Reproduce verbatim the lines below, from the line with "of the tower" to the line with "[(137, 111), (177, 177), (179, 111), (242, 177), (230, 111)]", including both of those lines.

* begin DATA FOR THIS TASK *

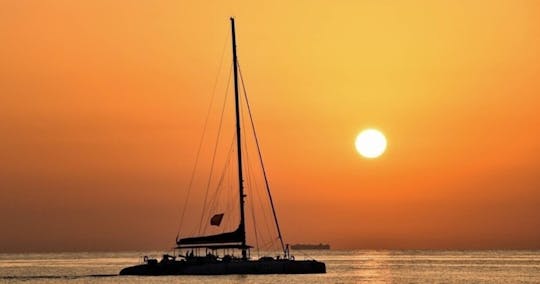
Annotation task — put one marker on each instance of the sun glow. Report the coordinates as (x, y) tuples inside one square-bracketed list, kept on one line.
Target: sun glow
[(370, 143)]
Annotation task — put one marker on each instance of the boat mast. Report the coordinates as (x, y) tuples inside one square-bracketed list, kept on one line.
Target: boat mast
[(238, 143)]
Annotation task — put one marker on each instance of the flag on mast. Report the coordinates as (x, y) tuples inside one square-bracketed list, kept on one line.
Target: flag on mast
[(216, 219)]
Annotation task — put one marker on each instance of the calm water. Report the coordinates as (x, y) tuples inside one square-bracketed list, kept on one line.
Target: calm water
[(342, 267)]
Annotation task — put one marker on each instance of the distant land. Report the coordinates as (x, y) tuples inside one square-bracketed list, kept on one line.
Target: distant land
[(310, 246)]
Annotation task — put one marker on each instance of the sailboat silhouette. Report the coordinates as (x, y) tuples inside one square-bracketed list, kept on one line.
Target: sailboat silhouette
[(212, 263)]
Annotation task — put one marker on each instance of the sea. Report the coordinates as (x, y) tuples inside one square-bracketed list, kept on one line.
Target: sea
[(343, 266)]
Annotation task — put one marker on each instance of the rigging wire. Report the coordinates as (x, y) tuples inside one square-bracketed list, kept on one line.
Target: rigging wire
[(219, 186), (190, 184), (214, 154), (261, 160), (250, 182)]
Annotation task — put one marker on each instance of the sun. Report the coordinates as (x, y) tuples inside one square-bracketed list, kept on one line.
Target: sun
[(370, 143)]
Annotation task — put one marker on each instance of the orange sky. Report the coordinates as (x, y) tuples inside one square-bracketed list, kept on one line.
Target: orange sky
[(102, 105)]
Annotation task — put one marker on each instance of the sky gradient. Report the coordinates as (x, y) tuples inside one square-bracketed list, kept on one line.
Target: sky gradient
[(103, 103)]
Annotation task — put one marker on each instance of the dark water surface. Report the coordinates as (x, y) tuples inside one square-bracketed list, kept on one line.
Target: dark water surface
[(361, 266)]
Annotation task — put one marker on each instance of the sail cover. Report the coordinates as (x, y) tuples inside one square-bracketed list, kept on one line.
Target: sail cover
[(236, 236)]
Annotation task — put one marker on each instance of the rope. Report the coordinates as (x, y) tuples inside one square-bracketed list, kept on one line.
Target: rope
[(214, 154), (190, 184), (261, 161)]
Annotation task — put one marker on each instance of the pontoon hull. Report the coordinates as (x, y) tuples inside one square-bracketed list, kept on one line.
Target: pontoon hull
[(222, 268)]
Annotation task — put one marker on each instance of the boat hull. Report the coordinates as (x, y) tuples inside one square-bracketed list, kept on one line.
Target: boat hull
[(223, 268)]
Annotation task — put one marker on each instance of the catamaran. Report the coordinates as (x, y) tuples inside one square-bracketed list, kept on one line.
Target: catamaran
[(211, 262)]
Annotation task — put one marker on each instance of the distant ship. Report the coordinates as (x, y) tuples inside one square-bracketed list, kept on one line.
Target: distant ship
[(310, 246), (214, 254)]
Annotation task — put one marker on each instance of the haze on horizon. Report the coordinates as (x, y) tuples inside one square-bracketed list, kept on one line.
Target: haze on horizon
[(103, 103)]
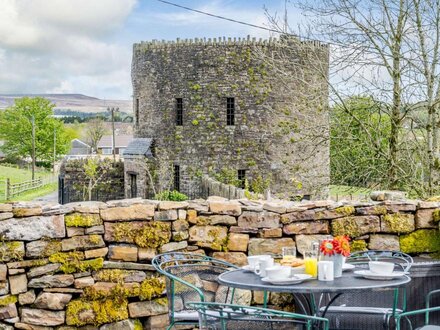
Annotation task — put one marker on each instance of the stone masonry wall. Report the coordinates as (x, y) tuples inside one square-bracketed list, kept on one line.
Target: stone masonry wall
[(88, 263), (281, 124)]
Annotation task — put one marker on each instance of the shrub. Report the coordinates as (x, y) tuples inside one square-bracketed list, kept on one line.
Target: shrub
[(168, 195)]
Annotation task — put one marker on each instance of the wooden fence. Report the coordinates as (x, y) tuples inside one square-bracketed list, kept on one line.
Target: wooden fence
[(14, 189)]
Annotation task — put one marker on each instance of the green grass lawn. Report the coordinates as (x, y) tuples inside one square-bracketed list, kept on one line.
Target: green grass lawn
[(17, 175), (348, 191)]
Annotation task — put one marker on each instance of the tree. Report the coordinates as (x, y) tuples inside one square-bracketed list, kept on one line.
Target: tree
[(389, 51), (29, 130), (95, 130), (359, 146)]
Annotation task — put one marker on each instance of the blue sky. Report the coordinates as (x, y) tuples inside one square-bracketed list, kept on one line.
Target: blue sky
[(84, 46)]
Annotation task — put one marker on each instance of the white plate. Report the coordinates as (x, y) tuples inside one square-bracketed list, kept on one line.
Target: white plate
[(347, 267), (373, 276), (295, 279), (248, 268)]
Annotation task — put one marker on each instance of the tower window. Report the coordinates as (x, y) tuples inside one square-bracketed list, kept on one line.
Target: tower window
[(137, 111), (177, 177), (179, 111), (242, 177), (230, 111)]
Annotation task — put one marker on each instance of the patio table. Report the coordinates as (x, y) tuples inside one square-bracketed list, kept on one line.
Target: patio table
[(349, 282)]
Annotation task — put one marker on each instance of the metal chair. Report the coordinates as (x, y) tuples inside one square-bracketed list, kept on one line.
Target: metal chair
[(427, 310), (365, 310), (216, 316), (191, 277)]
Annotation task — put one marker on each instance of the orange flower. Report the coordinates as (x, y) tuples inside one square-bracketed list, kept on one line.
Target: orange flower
[(337, 245), (327, 247), (343, 245)]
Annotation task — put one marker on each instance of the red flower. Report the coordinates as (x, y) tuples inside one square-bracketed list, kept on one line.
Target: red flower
[(337, 245)]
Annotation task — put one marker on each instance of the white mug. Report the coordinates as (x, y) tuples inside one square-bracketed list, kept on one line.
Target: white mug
[(262, 264), (253, 260), (325, 271)]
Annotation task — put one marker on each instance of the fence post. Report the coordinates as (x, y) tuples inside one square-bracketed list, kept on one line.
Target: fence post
[(7, 190)]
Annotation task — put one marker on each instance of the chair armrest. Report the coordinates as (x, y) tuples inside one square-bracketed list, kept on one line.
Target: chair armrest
[(429, 296)]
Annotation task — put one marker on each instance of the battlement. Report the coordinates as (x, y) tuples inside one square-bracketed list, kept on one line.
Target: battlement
[(221, 41)]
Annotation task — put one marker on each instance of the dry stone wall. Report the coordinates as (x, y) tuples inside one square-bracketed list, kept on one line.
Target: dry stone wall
[(89, 263)]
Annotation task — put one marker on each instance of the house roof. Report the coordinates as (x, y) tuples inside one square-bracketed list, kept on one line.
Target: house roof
[(139, 147), (2, 154), (121, 141)]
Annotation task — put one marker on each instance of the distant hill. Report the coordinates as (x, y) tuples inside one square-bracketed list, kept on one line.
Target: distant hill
[(74, 102)]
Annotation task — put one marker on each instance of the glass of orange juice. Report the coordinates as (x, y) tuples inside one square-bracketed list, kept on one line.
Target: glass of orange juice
[(311, 263), (289, 254)]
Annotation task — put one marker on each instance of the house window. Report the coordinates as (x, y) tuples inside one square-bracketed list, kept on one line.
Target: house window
[(177, 177), (242, 177), (137, 111), (230, 111), (179, 111), (133, 185)]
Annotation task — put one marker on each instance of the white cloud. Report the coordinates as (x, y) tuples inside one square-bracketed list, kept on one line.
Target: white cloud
[(63, 46)]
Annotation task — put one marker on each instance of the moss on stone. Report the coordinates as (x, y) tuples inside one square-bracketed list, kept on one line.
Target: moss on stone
[(398, 223), (7, 300), (72, 262), (423, 240), (81, 312), (380, 210), (358, 245), (345, 210), (11, 251), (151, 235), (436, 215), (348, 226), (95, 239), (151, 288), (82, 220)]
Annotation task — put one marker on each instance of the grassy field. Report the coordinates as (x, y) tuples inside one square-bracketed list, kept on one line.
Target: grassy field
[(17, 175), (348, 192)]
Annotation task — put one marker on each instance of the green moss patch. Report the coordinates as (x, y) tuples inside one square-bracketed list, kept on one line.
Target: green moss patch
[(423, 240), (72, 262), (399, 223), (345, 210), (82, 220), (436, 215), (150, 235), (81, 312), (7, 300), (11, 251)]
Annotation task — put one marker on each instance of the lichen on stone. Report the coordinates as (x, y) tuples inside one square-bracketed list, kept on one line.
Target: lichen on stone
[(7, 300), (82, 220), (11, 251), (345, 210), (423, 240), (72, 262), (150, 235), (436, 215), (347, 227), (398, 223), (151, 288), (81, 312)]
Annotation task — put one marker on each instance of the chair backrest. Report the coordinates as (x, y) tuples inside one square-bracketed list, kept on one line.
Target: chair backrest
[(227, 316), (402, 261), (191, 277)]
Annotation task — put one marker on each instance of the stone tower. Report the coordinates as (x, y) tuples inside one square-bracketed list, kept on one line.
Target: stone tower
[(258, 109)]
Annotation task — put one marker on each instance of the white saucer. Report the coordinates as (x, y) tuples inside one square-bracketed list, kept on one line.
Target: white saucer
[(347, 267), (248, 268), (373, 276), (295, 279)]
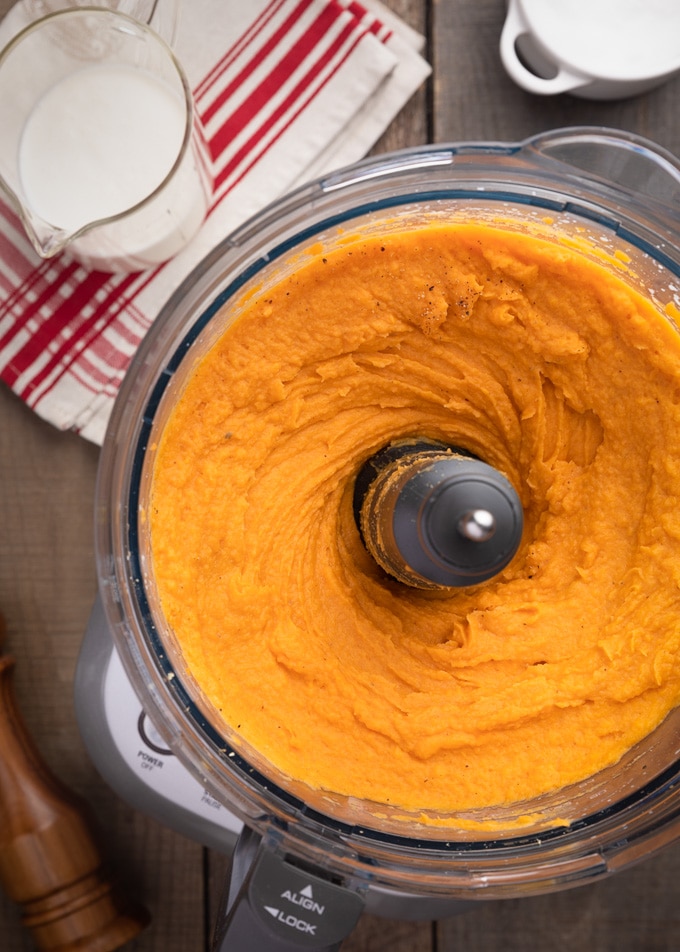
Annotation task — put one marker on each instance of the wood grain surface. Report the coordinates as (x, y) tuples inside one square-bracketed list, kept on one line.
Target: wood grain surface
[(47, 584)]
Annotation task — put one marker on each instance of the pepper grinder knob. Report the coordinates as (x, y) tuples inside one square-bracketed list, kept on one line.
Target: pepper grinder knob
[(434, 516), (50, 863)]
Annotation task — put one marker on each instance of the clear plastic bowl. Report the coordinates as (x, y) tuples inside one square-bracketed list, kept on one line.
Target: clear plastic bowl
[(619, 196)]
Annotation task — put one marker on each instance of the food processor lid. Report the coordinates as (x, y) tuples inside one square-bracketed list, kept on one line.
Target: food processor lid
[(618, 40)]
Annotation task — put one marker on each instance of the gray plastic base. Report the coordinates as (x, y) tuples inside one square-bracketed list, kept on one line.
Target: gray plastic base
[(131, 756)]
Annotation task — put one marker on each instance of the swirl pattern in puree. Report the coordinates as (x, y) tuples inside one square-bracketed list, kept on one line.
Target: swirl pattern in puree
[(545, 364)]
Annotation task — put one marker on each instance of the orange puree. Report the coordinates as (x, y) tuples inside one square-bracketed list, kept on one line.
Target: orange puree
[(530, 355)]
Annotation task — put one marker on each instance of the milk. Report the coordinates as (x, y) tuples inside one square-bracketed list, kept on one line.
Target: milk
[(99, 142)]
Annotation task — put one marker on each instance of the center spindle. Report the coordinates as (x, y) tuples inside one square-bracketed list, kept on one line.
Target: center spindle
[(435, 516)]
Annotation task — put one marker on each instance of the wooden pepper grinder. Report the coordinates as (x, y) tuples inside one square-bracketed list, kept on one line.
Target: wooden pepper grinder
[(49, 861)]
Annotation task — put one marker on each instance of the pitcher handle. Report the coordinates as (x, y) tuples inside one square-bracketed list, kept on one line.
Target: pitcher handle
[(161, 15)]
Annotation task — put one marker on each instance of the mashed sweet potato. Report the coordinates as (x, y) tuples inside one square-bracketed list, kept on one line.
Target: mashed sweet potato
[(530, 355)]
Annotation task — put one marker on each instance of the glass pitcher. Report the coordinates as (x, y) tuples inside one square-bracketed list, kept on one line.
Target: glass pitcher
[(102, 153)]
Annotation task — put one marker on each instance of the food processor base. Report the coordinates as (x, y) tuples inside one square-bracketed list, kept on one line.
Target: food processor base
[(138, 765)]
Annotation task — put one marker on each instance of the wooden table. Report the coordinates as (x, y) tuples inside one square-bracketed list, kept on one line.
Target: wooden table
[(47, 582)]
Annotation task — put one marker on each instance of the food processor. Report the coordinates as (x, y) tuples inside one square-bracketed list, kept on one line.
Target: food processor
[(306, 862)]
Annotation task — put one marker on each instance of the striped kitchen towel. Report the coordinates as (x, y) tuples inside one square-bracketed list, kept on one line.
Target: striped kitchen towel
[(286, 90)]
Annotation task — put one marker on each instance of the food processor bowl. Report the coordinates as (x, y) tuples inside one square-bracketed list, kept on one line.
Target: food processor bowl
[(615, 198)]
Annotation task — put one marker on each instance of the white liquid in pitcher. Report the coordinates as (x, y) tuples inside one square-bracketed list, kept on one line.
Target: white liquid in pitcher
[(97, 143)]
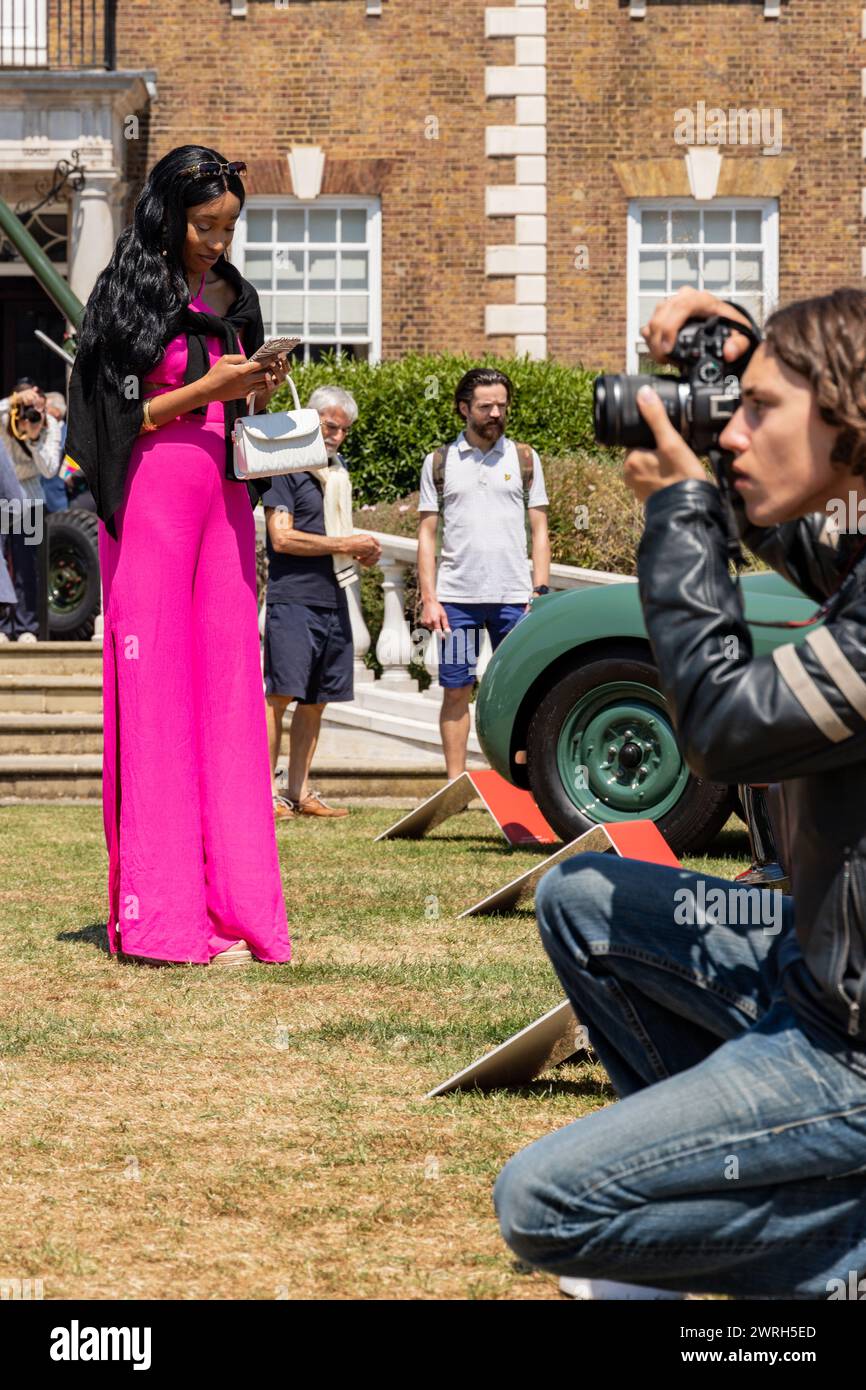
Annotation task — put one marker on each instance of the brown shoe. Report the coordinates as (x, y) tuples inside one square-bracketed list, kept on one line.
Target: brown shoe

* end DATA FOR THIS TASK *

THE COMPLETED TASK:
Annotation task — put one marker on each instance of the tower window. Report the coordinates as (x, y) tuples inside one square-bracketed list, kept on one line.
Target: tower window
[(137, 111), (177, 177), (179, 111), (242, 177), (230, 111)]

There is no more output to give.